LA TAREA —
Según el texto sobre las crisis de refugiados en Europa, ¿qué Estados miembro encabezaron en 2015 a los países del oriente que cerraron sus puertas a los refugiados?

FRAGMENTO DEL DOCUMENTO —
Las crisis de refugiados del 2015 y 2022 en Europa tienen al menos una cosa en común. El presidente ruso, Vladímir Putin, jugó un papel importante en causar la primera —al bombardear a Siria— y es el único responsable de la crisis actual, con su ataque no provocado contra Ucrania.
Pero más allá de eso, las dos calamidades humanitarias son muy diferentes. Allí radica una oportunidad para la Unión Europea y el bloque debería aprovecharla.
En el 2015, la UE se dividió aproximadamente a lo largo del antiguo telón de acero. Al occidente, los Estados miembro liderados por Alemania intentaron encontrar una forma ordenada pero humana de tratar a los solicitantes de asilo, aliviar a países como Grecia en la periferia exterior del bloque, y reformar y fortalecer el sistema de refugiados de Europa en su conjunto.
Al oriente, los Estados miembro encabezados por Hungría y Polonia cerraron sus puertas a los refugiados que llegaban y luego se resistieron a los intentos de reformar el régimen migratorio de Europa. En efecto, Budapest y Varsovia le dijeron a Bruselas que la llegada de masas cansadas, pobres y hacinadas que anhelaban la libertad era un problema de Berlín, o tal vez de Bruselas, pero ciertamente no de ellos.
Estos dos Gobiernos, ambos de extrema derecha populista, utilizaron el espectro de las hordas musulmanas para lanzar una campaña de propaganda contra Bruselas y reforzar su posición a nivel nacional.
En el proceso, socavaron el Estado de derecho, las libertades de prensa y académicas y los derechos de las personas LGBTQ, entre otros. La UE inició procedimientos judiciales contra ambos países. El bloque parecía estar deshilachándose, o incluso quebrándose.

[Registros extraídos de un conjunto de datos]
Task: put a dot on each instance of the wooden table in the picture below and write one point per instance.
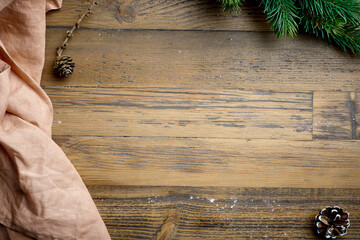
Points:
(187, 123)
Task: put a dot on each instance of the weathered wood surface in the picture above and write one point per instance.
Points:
(202, 60)
(187, 123)
(161, 15)
(213, 162)
(335, 115)
(218, 212)
(182, 113)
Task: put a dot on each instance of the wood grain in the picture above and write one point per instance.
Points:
(187, 123)
(162, 161)
(161, 15)
(202, 60)
(181, 113)
(220, 213)
(334, 115)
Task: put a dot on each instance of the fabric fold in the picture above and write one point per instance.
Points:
(41, 194)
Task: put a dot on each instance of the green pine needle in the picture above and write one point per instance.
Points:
(230, 6)
(282, 14)
(337, 21)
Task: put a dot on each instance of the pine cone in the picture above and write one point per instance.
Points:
(64, 66)
(332, 222)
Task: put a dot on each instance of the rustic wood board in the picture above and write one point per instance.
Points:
(202, 60)
(213, 162)
(182, 113)
(219, 212)
(187, 123)
(161, 15)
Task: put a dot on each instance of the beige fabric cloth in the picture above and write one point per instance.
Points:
(41, 194)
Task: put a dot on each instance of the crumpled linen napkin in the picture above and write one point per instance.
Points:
(41, 194)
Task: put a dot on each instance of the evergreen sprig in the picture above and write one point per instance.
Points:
(230, 6)
(337, 21)
(282, 14)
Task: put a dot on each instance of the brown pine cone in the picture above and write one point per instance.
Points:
(64, 66)
(332, 222)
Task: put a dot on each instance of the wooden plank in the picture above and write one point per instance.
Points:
(202, 60)
(164, 14)
(333, 117)
(181, 113)
(152, 161)
(220, 213)
(355, 113)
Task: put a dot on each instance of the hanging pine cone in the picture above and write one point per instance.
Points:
(332, 222)
(64, 66)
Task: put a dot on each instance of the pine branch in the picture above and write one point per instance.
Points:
(70, 33)
(230, 6)
(282, 14)
(337, 21)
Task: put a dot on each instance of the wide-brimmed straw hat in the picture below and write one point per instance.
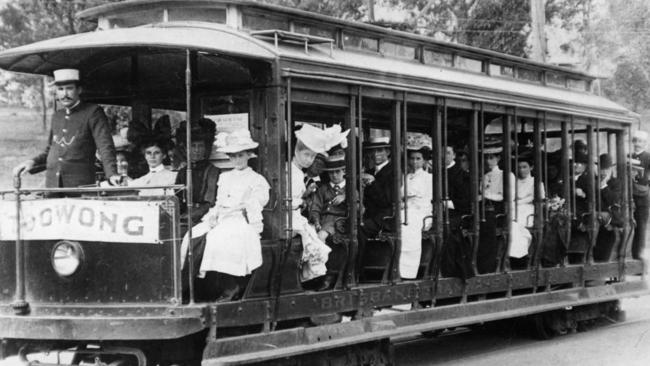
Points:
(377, 143)
(492, 146)
(640, 135)
(65, 76)
(334, 163)
(236, 141)
(314, 138)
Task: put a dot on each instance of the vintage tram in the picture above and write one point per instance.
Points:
(98, 276)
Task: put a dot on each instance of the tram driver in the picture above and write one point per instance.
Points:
(77, 131)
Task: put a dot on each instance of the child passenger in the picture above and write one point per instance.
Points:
(232, 249)
(155, 151)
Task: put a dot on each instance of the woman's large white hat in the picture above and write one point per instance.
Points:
(236, 141)
(314, 138)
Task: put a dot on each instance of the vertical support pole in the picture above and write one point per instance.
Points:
(567, 182)
(538, 224)
(477, 214)
(19, 305)
(351, 192)
(396, 150)
(507, 187)
(623, 174)
(189, 55)
(405, 157)
(591, 197)
(438, 181)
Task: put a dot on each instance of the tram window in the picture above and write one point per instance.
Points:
(197, 14)
(501, 70)
(360, 43)
(470, 64)
(313, 30)
(398, 50)
(555, 79)
(577, 84)
(262, 22)
(136, 18)
(529, 75)
(438, 58)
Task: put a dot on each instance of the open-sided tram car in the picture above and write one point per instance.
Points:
(278, 67)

RESULTADO DEL EJERCICIO —
Hungría y Polonia.